SOURCE TEXT:
---*---
- Born: 8 February 1937
- Disappeared: 20 April 1974 Bardaï, Chad
- Died: 3 September 2006 (aged 69) Montauriol, Pyrénées-Orientales, France
- Occupation: Archaeologist
- Known for: Victim of kidnapping by Chadian rebels

= Françoise Claustre =

French archaeologist

Françoise Claustre (8 February 1937 - 3 September 2006), was a French archaeologist.

==Life and career==

Claustre was taken hostage by a group of Chadian rebels, led by Hissène Habré, on 20 April 1974, at Bardaï, in the Tibesti Mountains of northern Chad. At the same time, the rebels also seized a German doctor, Christophe Staewen, and Marc Combe, who was an assistant of Claustre's husband, Pierre.
Marc Combe managed to escape and Staewan was released on 11 June 1974, after a ransom had been paid by the West German government.

Military officer Pierre Galopin was sent to negotiate with the rebels on behalf of the French and Chadian Governments, but he was captured by them in August 1974, and executed in April 1975 after the French government refused to exchange him for arms.

Claustre's husband, a senior French development worker, was away on business when the attack on Bardaï took place. He lobbied strongly to get his wife released, and also attempted to intervene himself, but was captured by the rebels in August 1975. Habré then threatened to kill the Claustres unless a large ransom was paid. A sum of 10 million French Francs was paid by the French government, but this was insufficient to secure the release of the hostages.
---*---
GIVEN REQUEST A:
List every complete date (day, month and year) that appears in the biography of Françoise Claustre.
The listing that follows has no connection to the biography above.

Entries from a dataset:
---*---
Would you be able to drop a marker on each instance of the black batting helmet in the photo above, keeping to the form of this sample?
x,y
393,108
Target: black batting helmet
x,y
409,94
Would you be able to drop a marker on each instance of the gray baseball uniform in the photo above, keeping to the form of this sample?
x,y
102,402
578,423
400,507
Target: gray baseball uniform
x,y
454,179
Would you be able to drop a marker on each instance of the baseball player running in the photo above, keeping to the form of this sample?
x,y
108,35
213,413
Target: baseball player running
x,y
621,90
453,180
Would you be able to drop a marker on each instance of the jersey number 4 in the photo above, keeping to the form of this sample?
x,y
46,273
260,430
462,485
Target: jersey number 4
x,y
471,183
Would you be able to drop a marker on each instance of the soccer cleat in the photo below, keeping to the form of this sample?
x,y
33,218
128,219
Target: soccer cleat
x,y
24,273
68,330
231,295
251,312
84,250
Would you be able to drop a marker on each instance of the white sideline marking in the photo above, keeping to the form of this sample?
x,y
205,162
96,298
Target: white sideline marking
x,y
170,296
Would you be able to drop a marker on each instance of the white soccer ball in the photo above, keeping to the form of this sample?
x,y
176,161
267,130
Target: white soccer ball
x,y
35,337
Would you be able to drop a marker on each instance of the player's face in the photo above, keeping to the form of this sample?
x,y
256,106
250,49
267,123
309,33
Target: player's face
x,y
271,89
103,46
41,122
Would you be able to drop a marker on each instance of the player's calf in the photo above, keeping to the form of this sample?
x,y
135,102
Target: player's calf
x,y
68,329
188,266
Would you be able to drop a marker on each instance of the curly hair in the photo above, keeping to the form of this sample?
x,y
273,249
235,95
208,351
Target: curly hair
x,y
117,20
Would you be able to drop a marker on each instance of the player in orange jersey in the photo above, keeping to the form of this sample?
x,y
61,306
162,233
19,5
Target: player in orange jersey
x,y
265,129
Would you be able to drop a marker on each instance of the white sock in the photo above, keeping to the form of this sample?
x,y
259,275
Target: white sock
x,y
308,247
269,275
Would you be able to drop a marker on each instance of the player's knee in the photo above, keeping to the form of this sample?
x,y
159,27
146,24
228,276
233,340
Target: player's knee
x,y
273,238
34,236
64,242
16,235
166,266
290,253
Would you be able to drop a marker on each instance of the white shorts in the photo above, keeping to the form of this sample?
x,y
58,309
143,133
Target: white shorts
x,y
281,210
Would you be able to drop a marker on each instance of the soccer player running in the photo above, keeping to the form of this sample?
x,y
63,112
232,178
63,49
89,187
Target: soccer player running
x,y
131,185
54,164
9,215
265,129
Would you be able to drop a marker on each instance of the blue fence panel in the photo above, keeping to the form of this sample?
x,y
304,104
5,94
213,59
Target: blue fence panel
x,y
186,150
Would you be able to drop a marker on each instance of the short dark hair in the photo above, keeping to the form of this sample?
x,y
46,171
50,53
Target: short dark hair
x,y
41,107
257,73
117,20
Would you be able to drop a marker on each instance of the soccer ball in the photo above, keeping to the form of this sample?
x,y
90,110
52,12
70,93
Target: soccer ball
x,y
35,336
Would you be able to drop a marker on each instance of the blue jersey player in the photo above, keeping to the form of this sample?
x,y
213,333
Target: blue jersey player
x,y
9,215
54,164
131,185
---*---
GIVEN REQUEST B:
Edit the listing from the line containing "the player's knee" through the end of the listing, changing "drop a marker" to "place a point". Return only those lines.

SOLUTION A:
8 February 1937
20 April 1974
3 September 2006
11 June 1974

SOLUTION B:
Would you be able to place a point on each instance of the player's knee in the photo above, keeping to the form of this sample?
x,y
159,27
146,24
228,276
233,340
Target: player's knee
x,y
273,238
34,236
64,242
16,235
166,266
290,253
Would you be able to place a point on each instance of the white shorts in the photo above, keeping to the form of this sample?
x,y
58,309
143,133
Target: white shorts
x,y
281,210
Would you be able to place a point on each instance of the soccer player running in the photo above, keeping to the form of this sample?
x,y
63,112
232,178
63,49
89,187
Target: soccer player running
x,y
131,185
54,164
9,215
265,129
Would you be able to place a point on each instance of the blue fence panel in the photo above, keeping to the form of this sample?
x,y
304,104
5,94
213,59
Target: blue fence panel
x,y
186,150
Would you be able to place a point on each instance of the short dark hair in the photo above, keeping to the form of this sample?
x,y
46,171
50,53
Target: short dark hair
x,y
41,107
257,73
117,20
Would you be able to place a point on each instance of the soccer ball in the photo above, keeping to the form of this sample?
x,y
90,110
52,12
70,93
Target: soccer ball
x,y
35,336
Would you be able to place a point on each instance of the blue jersey player in the photo above, keeping to the form of this sample?
x,y
213,333
Target: blue jersey player
x,y
9,215
54,164
131,185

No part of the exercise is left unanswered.